**DATA EXCERPTS:**
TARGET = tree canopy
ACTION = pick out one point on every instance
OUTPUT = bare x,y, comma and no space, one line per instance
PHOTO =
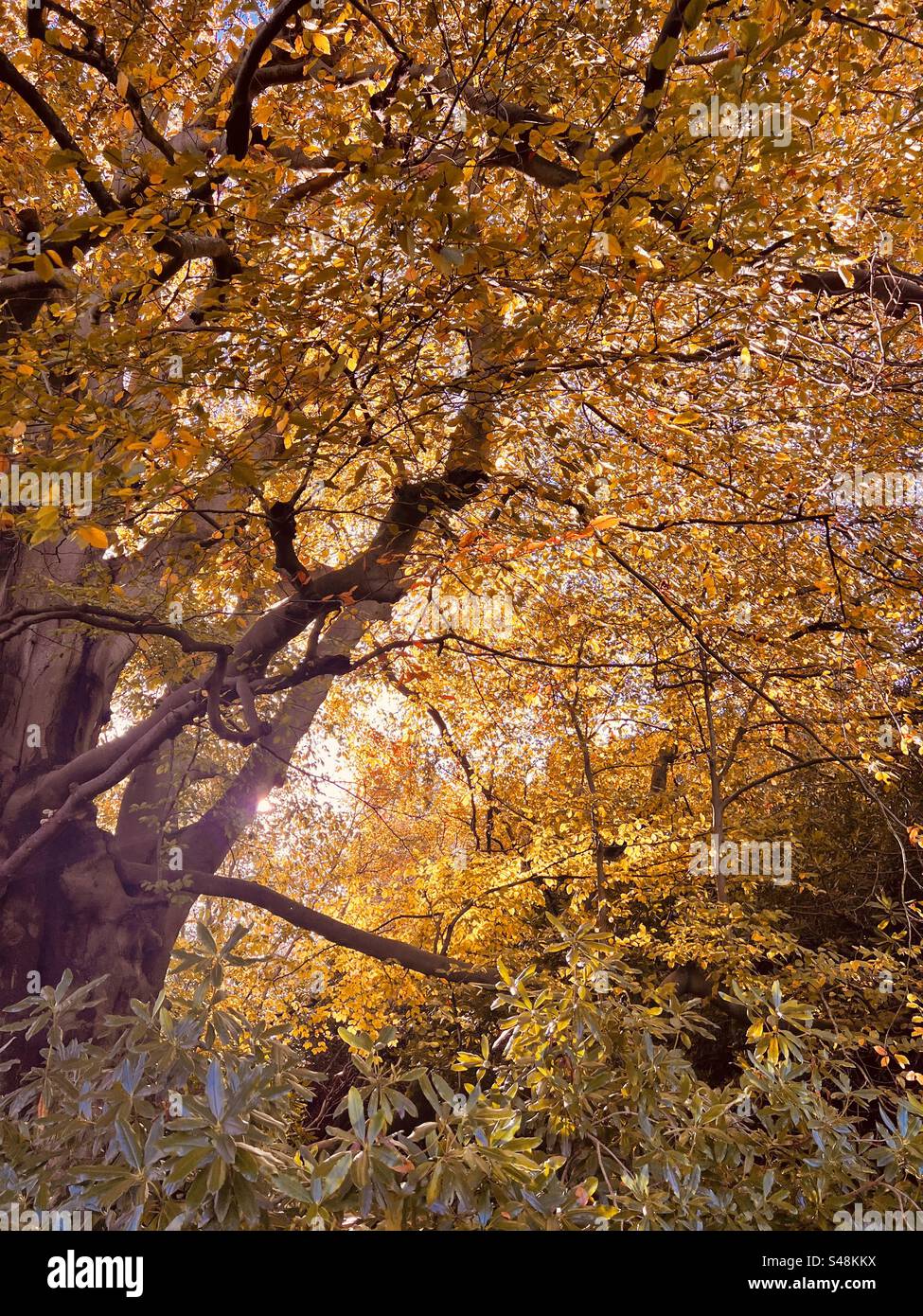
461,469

**WRITTEN EXERCISE:** Please reproduce every line of the entries above without changes, leaving out the pictures.

**TASK RESULT:**
TARGET = tree canopy
ACTION = pick out one point on every instance
OUTPUT = bare x,y, comma and no space, one line per instance
PHOTO =
461,469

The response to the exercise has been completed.